_What you need to do:_ In this exercise, retype exactly and only the lines from the top of the entries below through the line that holds "Target: black and white photograph", omitting pictures.

_Region pointing data:_
============================================================
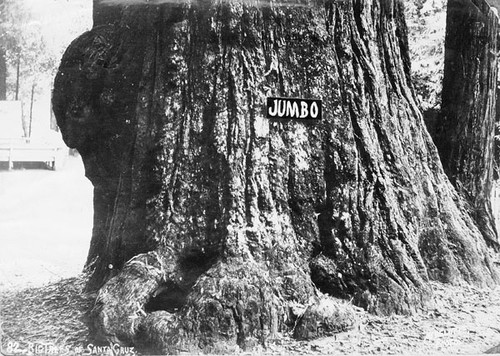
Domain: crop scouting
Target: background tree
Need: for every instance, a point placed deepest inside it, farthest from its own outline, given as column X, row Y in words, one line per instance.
column 464, row 132
column 216, row 228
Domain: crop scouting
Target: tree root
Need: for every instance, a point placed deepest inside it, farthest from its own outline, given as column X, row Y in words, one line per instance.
column 234, row 305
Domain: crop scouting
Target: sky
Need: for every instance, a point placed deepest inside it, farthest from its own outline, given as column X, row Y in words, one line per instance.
column 61, row 21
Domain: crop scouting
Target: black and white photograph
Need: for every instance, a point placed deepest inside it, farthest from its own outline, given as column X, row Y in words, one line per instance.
column 249, row 177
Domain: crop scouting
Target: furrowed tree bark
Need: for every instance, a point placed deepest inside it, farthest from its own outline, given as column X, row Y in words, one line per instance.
column 216, row 228
column 465, row 131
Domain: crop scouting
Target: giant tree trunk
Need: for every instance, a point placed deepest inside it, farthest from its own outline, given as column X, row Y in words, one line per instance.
column 464, row 133
column 214, row 225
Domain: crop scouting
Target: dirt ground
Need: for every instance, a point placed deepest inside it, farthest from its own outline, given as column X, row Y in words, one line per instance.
column 45, row 224
column 45, row 228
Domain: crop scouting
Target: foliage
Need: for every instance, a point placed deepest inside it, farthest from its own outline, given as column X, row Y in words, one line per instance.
column 426, row 21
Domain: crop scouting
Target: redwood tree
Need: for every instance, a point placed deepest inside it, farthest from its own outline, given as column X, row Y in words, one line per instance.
column 216, row 228
column 465, row 130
============================================================
_Exercise solution:_
Domain: crop scouting
Target: background tree
Need: for every instance, a point placed deepest inside it, farthest from its own outline, given as column X, row Y in words, one line per instance.
column 464, row 132
column 216, row 228
Domain: crop scouting
Target: tree root
Need: for every instance, a point placed deepest inside it, farthest from its own outline, given as column X, row Y in words, one line per instance.
column 234, row 305
Domain: crop scouting
Target: sky
Need: for every instance, a point placed deepest inside it, farthest from its own outline, given as column X, row Y in words, one line per instance.
column 61, row 21
Domain: crop scouting
Target: black and white photograph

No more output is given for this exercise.